Your answer must hold only the lines below from the line containing "Point to the stone." through the line containing "Point to the cliff", each reproduced exactly.

(Stored data entries)
>>>
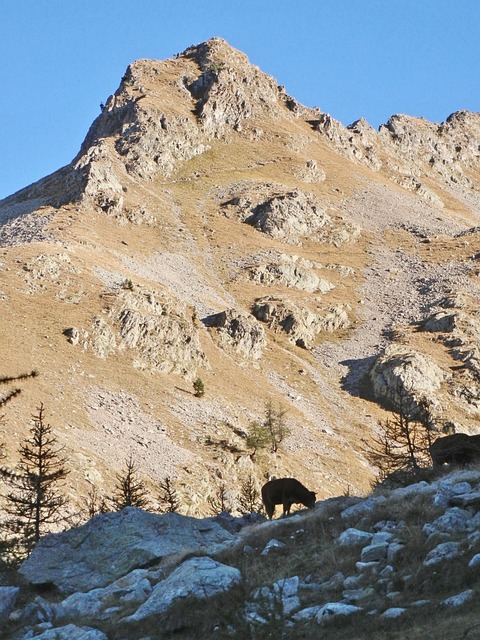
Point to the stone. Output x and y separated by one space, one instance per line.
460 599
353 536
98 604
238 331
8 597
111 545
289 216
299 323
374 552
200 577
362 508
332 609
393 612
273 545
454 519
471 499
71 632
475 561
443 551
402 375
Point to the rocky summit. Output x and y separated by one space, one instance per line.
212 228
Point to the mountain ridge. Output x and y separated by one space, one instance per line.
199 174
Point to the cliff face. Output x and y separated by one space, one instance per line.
<<<
>>>
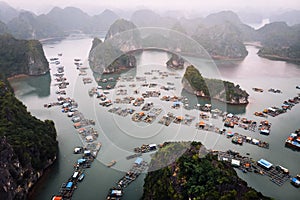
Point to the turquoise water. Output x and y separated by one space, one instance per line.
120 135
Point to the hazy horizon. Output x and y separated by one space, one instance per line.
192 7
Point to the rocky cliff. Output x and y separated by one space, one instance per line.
<<<
SOLUTION:
Point to the stone. Output x and y separated by one space, one instance per line.
460 599
353 536
98 604
238 331
8 597
111 545
289 216
299 323
374 552
200 577
362 508
332 609
393 612
273 545
454 519
471 499
71 632
475 561
443 551
402 375
Point to the rocky summit. Output x and y separated by one space, one instance per line.
212 228
Point to the mountain ridge. Output x and y separated by one space, one instance per line.
199 174
Point to the cliff face. Output x and y separated by one space, one instance per line.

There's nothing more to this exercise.